Start of Selected extract

The following theorems make it easy to determine whether ${\overline{W_s}}^{\infty }$ exists or not [34].

Theorem 1.

If the largest eigenvalue of a nonnegative column random matrix (W) is 1 and is a single root, and all the other eigenvalues have a mode less than 1, then$W^{\infty }$exists and all its columns are the same.

Theorem 2.

If W is a nonnegative irreducible column random matrix, then the necessary and sufficient condition for the existence of$W^{\infty }$is that the W is a prime matrix.

Finally, in order to reduce the influence of subjective factors, several experts were consulted to judge the index system, and the expected value of the global-weight vector was used as the combined-weight vector ($\overline{\mathit{w}}$).

End of Selected extract

__Set of tasks__
• a. Answer these questions about the matrix-theorem excerpt, one per line, marked (i), (ii) and (iii):
(i) Under Theorem 2, what kind of matrix must W be for the limit of W to exist?
(ii) Under Theorem 1, what is true of the columns of the limit of W?
(iii) What was used as the combined-weight vector?
• b. Please write out everything in the matrix-theorem excerpt from "The following theorems" down to "are the same.", unchanged.
• c. Carry on the matrix-theorem excerpt from where it stops.

Start of Listed entries

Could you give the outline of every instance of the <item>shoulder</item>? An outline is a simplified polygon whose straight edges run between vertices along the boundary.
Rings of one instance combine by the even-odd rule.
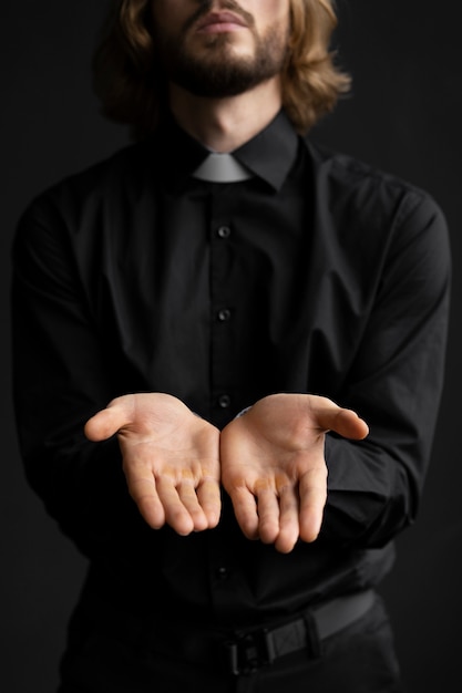
[[[66,176],[38,194],[25,213],[44,208],[59,208],[63,214],[73,206],[95,204],[105,196],[115,195],[122,186],[136,184],[136,172],[143,152],[140,145],[130,145],[86,168]]]
[[[444,214],[429,192],[348,154],[309,141],[306,146],[319,198],[324,196],[333,209],[342,208],[377,224],[399,225],[413,214],[444,223]]]
[[[427,190],[350,155],[306,141],[315,204],[343,236],[399,251],[412,240],[448,247],[445,215]]]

End of Listed entries

__Answer set__
• a.
(i) A prime matrix.
(ii) All its columns are the same.
(iii) The expected value of the global-weight vector.

• b.
The following theorems make it easy to determine whether ${\overline{W_s}}^{\infty }$ exists or not [34].

Theorem 1.

If the largest eigenvalue of a nonnegative column random matrix (W) is 1 and is a single root, and all the other eigenvalues have a mode less than 1, then$W^{\infty }$exists and all its columns are the same.

• c.
3.2. Cloud-Model-Improved Matter–Element Theory

3.2.1. Transforming Matter–Element Model with Cloud Model

To transform the matter–element model with the cloud model is to make the numerical features (E_x, E_n, H_e) of the universal normal cloud model [35] replace the thing-feature measure (V) in the (E_x, E_n, H_e) model (R(N, C, V)) [30], and when the thing (N) has q features, the cloudified matter–element model can be represented as Equation (7):

$$R=\left[\begin{array}{cc}\begin{array}{cc}N& c_1\\ & c_2\end{array}& \begin{array}{c}\left(E_{x_1},E_{n_1},H_{e_1}\right)\\ \left(E_{x_2},E_{n_2},H_{e_2}\right)\end{array}\\ \begin{array}{cc}\begin{array}{c}\\ \end{array}& \begin{array}{c}⋮\\ c_q\end{array}\end{array}& \begin{array}{c}⋮\\ \left(E_{x_q},E_{n_q},H_{e_q}\right)\end{array}\end{array}\right]$$

(7)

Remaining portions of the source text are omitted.